What this task involves: Turn the records below into a numbered list, one item per line, and skip any blank lines.

[Raw records]
-- -- --
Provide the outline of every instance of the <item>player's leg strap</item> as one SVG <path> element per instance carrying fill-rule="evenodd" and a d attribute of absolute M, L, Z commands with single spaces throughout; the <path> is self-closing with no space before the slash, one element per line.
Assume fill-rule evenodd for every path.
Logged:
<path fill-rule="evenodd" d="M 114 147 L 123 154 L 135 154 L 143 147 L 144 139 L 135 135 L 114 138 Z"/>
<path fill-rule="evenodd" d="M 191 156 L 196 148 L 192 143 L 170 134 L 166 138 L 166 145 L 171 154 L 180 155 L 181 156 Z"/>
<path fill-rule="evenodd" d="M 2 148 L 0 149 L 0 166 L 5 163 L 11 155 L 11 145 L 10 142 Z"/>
-- -- --
Exercise result:
1. Provide the outline of every instance of the <item>player's leg strap</item> as one SVG <path> element per instance carrying fill-rule="evenodd" and a d attribute of absolute M, L, Z commands with single spaces throughout; the <path> is self-closing with no space before the slash, one element per line.
2. Assume fill-rule evenodd for every path.
3. Logged:
4. <path fill-rule="evenodd" d="M 114 147 L 123 154 L 135 154 L 143 147 L 144 139 L 135 135 L 114 138 Z"/>
5. <path fill-rule="evenodd" d="M 191 156 L 196 148 L 192 143 L 170 134 L 166 138 L 166 145 L 171 154 L 180 155 L 181 156 Z"/>
6. <path fill-rule="evenodd" d="M 2 148 L 0 149 L 0 166 L 5 163 L 11 155 L 11 145 L 10 142 Z"/>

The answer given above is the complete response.